_WORK INSTRUCTION_: Can you transcribe every record below exactly as it appears?
-- -- --
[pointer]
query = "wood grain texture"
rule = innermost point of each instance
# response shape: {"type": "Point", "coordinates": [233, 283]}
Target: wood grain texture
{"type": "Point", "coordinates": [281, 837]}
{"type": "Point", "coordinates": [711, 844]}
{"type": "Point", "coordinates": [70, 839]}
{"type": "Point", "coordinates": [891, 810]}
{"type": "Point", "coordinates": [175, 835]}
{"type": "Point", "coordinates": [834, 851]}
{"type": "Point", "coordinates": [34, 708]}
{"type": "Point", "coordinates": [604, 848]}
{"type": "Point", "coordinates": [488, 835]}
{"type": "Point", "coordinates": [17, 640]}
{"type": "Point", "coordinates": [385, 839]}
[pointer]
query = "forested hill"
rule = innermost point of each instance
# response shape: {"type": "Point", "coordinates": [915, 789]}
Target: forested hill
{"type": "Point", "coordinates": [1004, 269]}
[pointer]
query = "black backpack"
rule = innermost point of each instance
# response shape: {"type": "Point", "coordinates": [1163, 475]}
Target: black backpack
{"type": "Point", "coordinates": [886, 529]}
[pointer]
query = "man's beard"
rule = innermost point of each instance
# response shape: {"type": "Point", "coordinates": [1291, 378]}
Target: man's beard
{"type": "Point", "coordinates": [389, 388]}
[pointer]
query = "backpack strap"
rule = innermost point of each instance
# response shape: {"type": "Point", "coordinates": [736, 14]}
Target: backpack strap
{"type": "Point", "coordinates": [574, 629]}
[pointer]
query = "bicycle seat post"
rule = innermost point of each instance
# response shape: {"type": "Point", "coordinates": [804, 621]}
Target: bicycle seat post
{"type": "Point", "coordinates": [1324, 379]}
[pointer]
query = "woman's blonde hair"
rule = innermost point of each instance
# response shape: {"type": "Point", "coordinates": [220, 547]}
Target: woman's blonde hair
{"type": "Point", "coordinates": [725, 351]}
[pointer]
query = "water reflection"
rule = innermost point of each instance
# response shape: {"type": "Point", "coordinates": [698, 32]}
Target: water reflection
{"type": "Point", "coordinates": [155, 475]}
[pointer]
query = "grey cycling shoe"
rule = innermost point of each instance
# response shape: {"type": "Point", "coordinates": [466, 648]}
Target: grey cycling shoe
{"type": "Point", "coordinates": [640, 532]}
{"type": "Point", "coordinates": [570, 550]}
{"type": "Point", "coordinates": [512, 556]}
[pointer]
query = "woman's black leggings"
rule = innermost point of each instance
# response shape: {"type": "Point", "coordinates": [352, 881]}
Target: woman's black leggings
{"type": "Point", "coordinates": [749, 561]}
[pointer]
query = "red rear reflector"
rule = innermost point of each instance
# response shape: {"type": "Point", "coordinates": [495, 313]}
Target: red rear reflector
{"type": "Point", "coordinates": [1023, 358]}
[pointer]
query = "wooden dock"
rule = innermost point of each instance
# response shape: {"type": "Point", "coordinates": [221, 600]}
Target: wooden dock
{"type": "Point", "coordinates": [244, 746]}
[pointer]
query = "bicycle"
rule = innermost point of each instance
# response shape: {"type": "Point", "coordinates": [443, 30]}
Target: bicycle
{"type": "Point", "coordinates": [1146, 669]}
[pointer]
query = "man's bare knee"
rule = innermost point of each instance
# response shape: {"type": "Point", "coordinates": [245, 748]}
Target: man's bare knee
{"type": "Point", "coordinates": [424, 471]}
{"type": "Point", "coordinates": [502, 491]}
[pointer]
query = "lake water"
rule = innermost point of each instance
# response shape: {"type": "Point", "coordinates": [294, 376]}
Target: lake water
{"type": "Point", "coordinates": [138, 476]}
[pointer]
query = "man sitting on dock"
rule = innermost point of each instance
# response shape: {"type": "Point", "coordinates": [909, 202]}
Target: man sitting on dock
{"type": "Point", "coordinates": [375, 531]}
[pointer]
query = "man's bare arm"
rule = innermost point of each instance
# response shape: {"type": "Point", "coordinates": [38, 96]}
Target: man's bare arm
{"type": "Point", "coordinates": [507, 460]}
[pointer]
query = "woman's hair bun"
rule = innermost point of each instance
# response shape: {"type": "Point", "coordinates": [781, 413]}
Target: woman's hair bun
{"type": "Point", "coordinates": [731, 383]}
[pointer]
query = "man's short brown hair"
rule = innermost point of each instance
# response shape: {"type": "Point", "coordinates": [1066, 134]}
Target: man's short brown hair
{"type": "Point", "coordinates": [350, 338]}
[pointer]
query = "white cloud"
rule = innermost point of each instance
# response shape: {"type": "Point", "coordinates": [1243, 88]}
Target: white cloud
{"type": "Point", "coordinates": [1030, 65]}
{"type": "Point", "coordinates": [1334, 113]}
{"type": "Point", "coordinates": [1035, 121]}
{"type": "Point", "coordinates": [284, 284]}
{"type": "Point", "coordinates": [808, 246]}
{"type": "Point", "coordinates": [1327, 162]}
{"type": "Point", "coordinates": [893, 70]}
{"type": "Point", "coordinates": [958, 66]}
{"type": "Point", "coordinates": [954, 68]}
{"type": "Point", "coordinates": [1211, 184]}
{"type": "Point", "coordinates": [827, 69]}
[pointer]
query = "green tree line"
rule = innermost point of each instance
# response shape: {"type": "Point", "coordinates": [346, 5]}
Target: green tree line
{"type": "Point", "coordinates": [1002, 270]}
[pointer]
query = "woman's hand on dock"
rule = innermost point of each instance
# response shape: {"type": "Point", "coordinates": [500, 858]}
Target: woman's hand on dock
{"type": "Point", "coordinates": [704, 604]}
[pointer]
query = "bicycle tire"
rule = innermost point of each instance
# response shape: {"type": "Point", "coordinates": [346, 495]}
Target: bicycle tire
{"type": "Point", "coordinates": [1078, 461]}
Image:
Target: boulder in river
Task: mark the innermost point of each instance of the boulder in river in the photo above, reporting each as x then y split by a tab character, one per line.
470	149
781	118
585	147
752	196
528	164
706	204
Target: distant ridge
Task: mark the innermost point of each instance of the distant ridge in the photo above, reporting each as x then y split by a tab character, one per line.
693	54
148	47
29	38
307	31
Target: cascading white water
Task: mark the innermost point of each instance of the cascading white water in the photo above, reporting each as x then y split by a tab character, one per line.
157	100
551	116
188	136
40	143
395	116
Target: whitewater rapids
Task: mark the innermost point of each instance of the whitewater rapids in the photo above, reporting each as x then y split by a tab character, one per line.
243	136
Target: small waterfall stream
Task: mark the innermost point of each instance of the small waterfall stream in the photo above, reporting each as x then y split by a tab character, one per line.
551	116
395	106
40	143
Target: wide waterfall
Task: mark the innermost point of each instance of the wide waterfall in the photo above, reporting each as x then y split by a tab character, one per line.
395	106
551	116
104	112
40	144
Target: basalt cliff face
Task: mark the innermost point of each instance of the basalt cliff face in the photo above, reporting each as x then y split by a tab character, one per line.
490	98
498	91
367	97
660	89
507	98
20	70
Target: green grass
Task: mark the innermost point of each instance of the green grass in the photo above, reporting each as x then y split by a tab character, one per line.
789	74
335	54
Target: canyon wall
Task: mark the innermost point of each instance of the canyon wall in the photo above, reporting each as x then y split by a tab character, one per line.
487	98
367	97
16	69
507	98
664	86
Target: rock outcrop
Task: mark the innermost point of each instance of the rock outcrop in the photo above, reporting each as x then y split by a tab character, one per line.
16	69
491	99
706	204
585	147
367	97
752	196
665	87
-- -- --
_TASK RESPONSE_:
[pointer]
query = "wood grain texture"
rule = innermost point of each instance
# response shape: {"type": "Point", "coordinates": [233, 283]}
Target: wood grain texture
{"type": "Point", "coordinates": [281, 837]}
{"type": "Point", "coordinates": [711, 844]}
{"type": "Point", "coordinates": [70, 839]}
{"type": "Point", "coordinates": [891, 810]}
{"type": "Point", "coordinates": [175, 835]}
{"type": "Point", "coordinates": [834, 851]}
{"type": "Point", "coordinates": [34, 708]}
{"type": "Point", "coordinates": [604, 848]}
{"type": "Point", "coordinates": [488, 835]}
{"type": "Point", "coordinates": [17, 640]}
{"type": "Point", "coordinates": [385, 839]}
[pointer]
query = "forested hill"
rule = innermost point of each instance
# response shape: {"type": "Point", "coordinates": [915, 789]}
Target: forested hill
{"type": "Point", "coordinates": [1004, 269]}
[pointer]
query = "black backpack"
rule = innermost point of each instance
# response shape: {"type": "Point", "coordinates": [1163, 475]}
Target: black backpack
{"type": "Point", "coordinates": [886, 529]}
[pointer]
query = "man's beard"
rule = innermost point of each instance
# response shape: {"type": "Point", "coordinates": [1291, 378]}
Target: man's beard
{"type": "Point", "coordinates": [389, 388]}
[pointer]
query = "backpack strap"
rule = innermost point of each instance
# response shape: {"type": "Point", "coordinates": [736, 14]}
Target: backpack strap
{"type": "Point", "coordinates": [574, 629]}
[pointer]
query = "bicycle seat post"
rule = innermost point of each instance
# response shape: {"type": "Point", "coordinates": [804, 621]}
Target: bicycle seat post
{"type": "Point", "coordinates": [1324, 379]}
[pointer]
query = "woman's blonde hair"
rule = innermost point of each instance
# response shape: {"type": "Point", "coordinates": [220, 547]}
Target: woman's blonde hair
{"type": "Point", "coordinates": [725, 351]}
[pointer]
query = "water reflection"
rule = innermost point of each instance
# response shape: {"type": "Point", "coordinates": [698, 32]}
Target: water reflection
{"type": "Point", "coordinates": [155, 475]}
[pointer]
query = "grey cycling shoe"
rule = innermost point of each instance
# response shape: {"type": "Point", "coordinates": [466, 648]}
Target: grey cycling shoe
{"type": "Point", "coordinates": [640, 532]}
{"type": "Point", "coordinates": [570, 550]}
{"type": "Point", "coordinates": [512, 556]}
[pointer]
query = "woman's black leggings"
rule = innermost point of each instance
# response shape: {"type": "Point", "coordinates": [352, 881]}
Target: woman's black leggings
{"type": "Point", "coordinates": [749, 561]}
[pointer]
query = "red rear reflector"
rule = innermost point of each instance
# response shape: {"type": "Point", "coordinates": [495, 313]}
Target: red rear reflector
{"type": "Point", "coordinates": [1023, 358]}
[pointer]
query = "wooden dock"
rule = innermost point of each instance
# response shape: {"type": "Point", "coordinates": [221, 600]}
Target: wooden dock
{"type": "Point", "coordinates": [244, 746]}
[pointer]
query = "bicycle"
rule = innermost point of each instance
# response shape: {"type": "Point", "coordinates": [443, 30]}
Target: bicycle
{"type": "Point", "coordinates": [1146, 669]}
[pointer]
query = "man's bare knee"
rule = innermost point of each instance
# response shape: {"type": "Point", "coordinates": [245, 748]}
Target: man's bare knee
{"type": "Point", "coordinates": [424, 471]}
{"type": "Point", "coordinates": [502, 491]}
[pointer]
query = "lake water"
rule = innermost point of each instance
# response shape: {"type": "Point", "coordinates": [294, 376]}
Target: lake water
{"type": "Point", "coordinates": [138, 476]}
[pointer]
query = "man sitting on dock"
rule = innermost point of each instance
# response shape: {"type": "Point", "coordinates": [909, 202]}
Target: man sitting on dock
{"type": "Point", "coordinates": [375, 531]}
[pointer]
query = "man's bare arm"
rule = innermost point of each instance
# response shape: {"type": "Point", "coordinates": [38, 96]}
Target: man's bare arm
{"type": "Point", "coordinates": [507, 460]}
[pointer]
query = "woman's hair bun"
rule = innermost point of each instance
# response shape: {"type": "Point", "coordinates": [781, 413]}
Target: woman's hair bun
{"type": "Point", "coordinates": [731, 383]}
[pointer]
query = "man's short brown hair"
rule = innermost point of each instance
# response shape: {"type": "Point", "coordinates": [1066, 134]}
Target: man's short brown hair
{"type": "Point", "coordinates": [350, 338]}
[pointer]
query = "white cloud"
rule = innermost point of each instance
# response shape: {"type": "Point", "coordinates": [1243, 88]}
Target: white cloud
{"type": "Point", "coordinates": [1030, 65]}
{"type": "Point", "coordinates": [1334, 113]}
{"type": "Point", "coordinates": [1035, 121]}
{"type": "Point", "coordinates": [284, 284]}
{"type": "Point", "coordinates": [808, 246]}
{"type": "Point", "coordinates": [1327, 162]}
{"type": "Point", "coordinates": [893, 70]}
{"type": "Point", "coordinates": [958, 66]}
{"type": "Point", "coordinates": [954, 68]}
{"type": "Point", "coordinates": [1211, 184]}
{"type": "Point", "coordinates": [827, 69]}
[pointer]
query = "green tree line"
rule = innermost point of each instance
# response shape: {"type": "Point", "coordinates": [346, 5]}
Target: green tree line
{"type": "Point", "coordinates": [1002, 270]}
[pointer]
query = "woman's hand on dock"
rule = innermost point of each instance
# response shape: {"type": "Point", "coordinates": [500, 858]}
Target: woman's hand on dock
{"type": "Point", "coordinates": [704, 604]}
[pointer]
query = "bicycle tire"
rule = innermost point of each instance
# response shape: {"type": "Point", "coordinates": [346, 495]}
Target: bicycle tire
{"type": "Point", "coordinates": [1078, 461]}
Image:
Target: boulder in river
Task: mark the innermost point of each instance of the boulder in river in the photo above, reporting each as x then y split by a tab character, one per line.
470	149
781	118
585	147
752	196
528	164
706	204
Target: distant ridge
Task: mark the innermost point of each instance of the distant ridge in the photo above, reporting each as x then y split by a tab character, one per line.
693	54
148	47
29	38
307	31
Target: cascading white water
Task: mark the innermost point of each instance of the cascading white water in the photo above, reporting each as x then y split by a tab character, one per line.
157	100
551	116
188	136
40	143
395	116
Target: whitewater rapids
Task: mark the innermost point of each instance of the whitewater rapids in the photo above, reporting each as x then y split by a tab character, one per line.
243	136
Target: small waterfall stream
Task: mark the innermost point of each instance of the small waterfall stream in the photo above, reporting each as x then y split by a tab character, one per line.
551	116
395	106
40	143
Target: wide waterfall
Task: mark the innermost point of each instance of the wide waterfall in the photo above, reporting each as x then y split by a tab character, one per line.
395	106
551	116
104	112
40	144
Target: basalt cliff face
Task: mark the innermost point of each instance of the basalt cliff face in the photo above, reporting each as x then y split by a tab character, one per line.
490	98
498	91
367	97
660	89
507	98
20	70
Target: green grass
Task: mark the innermost point of each instance of the green grass in the photo above, reporting each as x then y split by a tab character, one per line.
789	74
335	54
Target: canyon wall
Task: mark the innermost point of each instance of the canyon wall in the photo above, reporting each as x then y split by a tab character, one per line.
487	98
367	97
16	69
507	98
664	86
Target: rock outcrop
Task: mark the innermost point of each instance of the rock outcrop in the photo above, reporting each as x then y split by a tab character, one per line.
16	69
491	99
706	204
585	147
367	97
752	196
665	87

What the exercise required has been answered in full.